» What to do:
Extract every line from the records below that contains the word "woman".

» Records shown:
- Opening Delimiter -

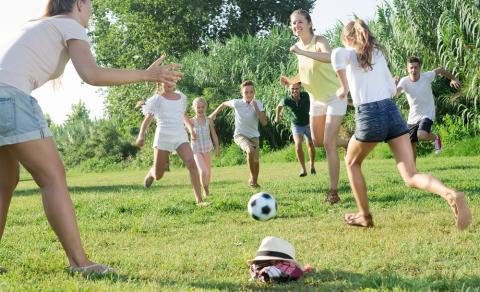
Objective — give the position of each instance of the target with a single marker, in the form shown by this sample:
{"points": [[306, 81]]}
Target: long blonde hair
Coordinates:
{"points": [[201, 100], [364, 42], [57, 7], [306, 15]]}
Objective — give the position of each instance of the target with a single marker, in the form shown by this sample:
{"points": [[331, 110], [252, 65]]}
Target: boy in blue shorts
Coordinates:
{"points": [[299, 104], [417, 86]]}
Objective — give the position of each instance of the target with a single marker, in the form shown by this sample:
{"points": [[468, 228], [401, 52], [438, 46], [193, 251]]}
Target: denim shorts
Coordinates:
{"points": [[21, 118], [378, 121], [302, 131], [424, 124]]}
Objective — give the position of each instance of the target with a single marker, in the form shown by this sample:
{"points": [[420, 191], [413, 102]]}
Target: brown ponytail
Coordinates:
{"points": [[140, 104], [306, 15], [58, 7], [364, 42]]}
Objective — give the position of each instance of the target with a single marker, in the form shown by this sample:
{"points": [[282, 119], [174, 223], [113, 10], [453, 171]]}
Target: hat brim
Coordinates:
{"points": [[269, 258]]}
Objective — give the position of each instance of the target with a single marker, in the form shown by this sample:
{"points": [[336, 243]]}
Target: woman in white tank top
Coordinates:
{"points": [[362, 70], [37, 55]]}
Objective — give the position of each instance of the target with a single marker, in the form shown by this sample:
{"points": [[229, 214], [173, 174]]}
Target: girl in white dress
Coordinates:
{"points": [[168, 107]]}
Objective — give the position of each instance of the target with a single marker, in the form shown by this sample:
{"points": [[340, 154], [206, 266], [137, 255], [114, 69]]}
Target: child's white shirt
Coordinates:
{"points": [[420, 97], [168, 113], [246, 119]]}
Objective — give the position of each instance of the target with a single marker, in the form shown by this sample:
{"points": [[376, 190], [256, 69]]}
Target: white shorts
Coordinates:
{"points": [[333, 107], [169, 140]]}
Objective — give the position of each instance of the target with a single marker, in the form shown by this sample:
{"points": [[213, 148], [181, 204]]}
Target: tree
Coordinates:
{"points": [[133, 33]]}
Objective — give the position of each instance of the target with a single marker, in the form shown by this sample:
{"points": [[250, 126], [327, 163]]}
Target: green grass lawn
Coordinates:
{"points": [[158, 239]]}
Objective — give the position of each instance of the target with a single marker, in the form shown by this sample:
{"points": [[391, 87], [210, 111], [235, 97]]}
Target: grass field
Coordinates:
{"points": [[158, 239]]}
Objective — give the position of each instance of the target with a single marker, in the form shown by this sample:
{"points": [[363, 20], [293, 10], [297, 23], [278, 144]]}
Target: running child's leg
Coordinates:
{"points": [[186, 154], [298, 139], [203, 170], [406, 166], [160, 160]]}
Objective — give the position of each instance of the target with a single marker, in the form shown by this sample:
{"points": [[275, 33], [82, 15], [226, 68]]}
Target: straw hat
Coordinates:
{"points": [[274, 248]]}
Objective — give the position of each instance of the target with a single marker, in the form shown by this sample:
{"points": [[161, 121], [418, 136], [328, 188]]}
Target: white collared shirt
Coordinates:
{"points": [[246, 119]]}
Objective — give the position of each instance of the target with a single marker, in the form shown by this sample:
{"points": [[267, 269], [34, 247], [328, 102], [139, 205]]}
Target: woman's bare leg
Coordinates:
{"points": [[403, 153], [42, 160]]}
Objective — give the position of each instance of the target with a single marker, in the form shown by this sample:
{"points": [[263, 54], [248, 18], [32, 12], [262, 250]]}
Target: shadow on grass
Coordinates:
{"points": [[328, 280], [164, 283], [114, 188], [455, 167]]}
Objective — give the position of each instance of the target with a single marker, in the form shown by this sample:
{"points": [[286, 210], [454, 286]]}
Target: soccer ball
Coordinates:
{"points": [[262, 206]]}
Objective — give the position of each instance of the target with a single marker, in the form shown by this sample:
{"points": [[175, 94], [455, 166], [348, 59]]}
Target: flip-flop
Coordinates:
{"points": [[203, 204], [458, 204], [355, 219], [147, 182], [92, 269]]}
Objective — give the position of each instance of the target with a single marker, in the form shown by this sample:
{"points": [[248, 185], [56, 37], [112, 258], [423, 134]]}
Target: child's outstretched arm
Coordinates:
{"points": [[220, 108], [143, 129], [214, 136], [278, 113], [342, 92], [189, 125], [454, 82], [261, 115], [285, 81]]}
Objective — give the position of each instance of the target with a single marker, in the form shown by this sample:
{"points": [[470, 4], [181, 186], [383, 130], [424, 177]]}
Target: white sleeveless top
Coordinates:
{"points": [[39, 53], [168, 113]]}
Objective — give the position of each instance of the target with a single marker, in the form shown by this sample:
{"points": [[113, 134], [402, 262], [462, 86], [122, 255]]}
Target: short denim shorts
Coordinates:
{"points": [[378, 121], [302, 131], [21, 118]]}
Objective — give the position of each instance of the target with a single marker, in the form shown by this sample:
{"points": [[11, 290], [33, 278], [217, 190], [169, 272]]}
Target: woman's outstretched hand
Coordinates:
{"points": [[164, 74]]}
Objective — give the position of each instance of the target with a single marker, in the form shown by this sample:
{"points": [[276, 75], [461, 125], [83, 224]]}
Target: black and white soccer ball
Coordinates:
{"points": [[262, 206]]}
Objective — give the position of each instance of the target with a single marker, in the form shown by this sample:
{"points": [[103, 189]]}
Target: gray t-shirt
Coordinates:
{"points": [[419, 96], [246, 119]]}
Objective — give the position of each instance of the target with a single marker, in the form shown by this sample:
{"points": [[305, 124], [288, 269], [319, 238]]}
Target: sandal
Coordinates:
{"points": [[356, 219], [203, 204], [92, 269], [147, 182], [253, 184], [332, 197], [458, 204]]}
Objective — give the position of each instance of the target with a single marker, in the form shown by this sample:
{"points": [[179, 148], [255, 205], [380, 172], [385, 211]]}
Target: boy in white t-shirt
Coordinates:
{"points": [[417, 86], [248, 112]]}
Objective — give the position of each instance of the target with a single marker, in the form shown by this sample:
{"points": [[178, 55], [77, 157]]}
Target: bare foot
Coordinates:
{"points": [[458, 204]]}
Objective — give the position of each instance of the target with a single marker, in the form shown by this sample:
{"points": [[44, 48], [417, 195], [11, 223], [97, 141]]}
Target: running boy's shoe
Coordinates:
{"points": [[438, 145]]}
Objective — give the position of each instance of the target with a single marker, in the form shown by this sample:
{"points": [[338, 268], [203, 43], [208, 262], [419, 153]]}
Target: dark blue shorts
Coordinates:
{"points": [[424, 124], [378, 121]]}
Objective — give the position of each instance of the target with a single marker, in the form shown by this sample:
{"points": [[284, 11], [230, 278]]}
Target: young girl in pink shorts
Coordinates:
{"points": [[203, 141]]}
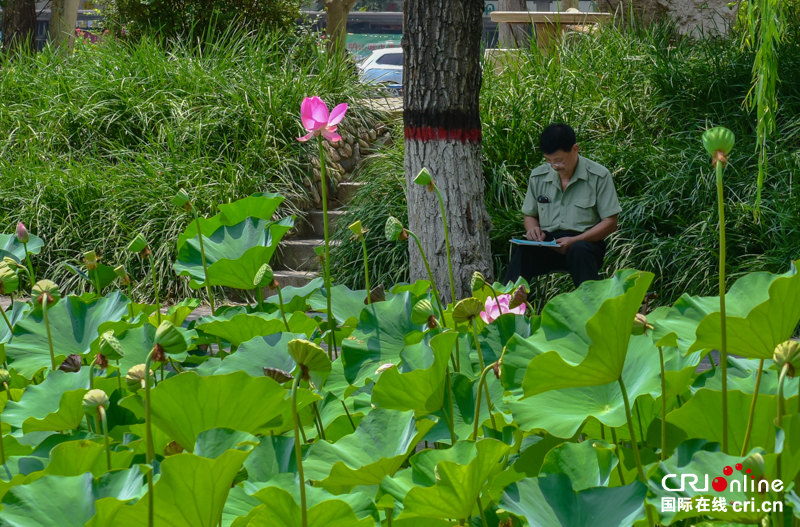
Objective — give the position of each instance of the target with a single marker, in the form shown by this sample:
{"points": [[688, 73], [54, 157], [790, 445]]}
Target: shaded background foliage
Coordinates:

- Closing Delimiter -
- Opening Delimiter -

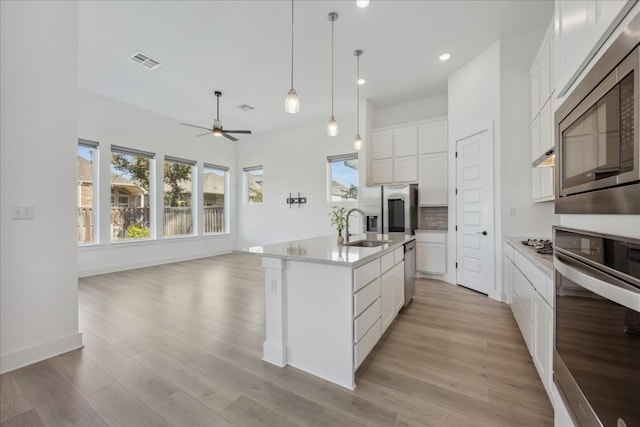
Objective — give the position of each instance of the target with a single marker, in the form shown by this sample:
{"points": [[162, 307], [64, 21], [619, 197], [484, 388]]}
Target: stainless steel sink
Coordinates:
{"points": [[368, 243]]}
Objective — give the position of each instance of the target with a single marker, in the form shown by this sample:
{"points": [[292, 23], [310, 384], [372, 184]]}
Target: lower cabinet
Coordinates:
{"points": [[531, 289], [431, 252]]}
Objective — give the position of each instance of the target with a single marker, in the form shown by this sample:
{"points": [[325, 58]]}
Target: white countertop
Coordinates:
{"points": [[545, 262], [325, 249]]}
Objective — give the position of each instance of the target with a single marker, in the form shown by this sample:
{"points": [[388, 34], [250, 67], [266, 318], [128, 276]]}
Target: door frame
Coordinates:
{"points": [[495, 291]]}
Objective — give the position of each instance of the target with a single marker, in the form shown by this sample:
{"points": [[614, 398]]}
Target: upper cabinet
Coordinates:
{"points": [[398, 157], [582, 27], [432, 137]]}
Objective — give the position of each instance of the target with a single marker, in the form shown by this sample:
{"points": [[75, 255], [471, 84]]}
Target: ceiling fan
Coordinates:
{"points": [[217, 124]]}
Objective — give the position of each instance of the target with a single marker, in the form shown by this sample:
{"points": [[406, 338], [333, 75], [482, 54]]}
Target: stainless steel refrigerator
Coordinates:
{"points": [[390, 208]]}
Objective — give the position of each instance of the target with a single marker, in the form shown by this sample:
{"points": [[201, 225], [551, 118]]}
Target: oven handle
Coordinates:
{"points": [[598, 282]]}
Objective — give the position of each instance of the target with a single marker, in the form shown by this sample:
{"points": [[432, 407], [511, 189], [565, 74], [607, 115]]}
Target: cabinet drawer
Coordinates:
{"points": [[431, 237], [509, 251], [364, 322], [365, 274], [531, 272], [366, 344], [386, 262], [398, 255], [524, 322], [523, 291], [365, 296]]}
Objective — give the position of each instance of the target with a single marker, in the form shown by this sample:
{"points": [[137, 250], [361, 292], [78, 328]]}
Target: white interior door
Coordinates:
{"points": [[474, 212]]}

- Closing Delimiter -

» Result of the task:
Target: woman in white tank top
Target: woman's bare leg
Target: woman's outstretched hand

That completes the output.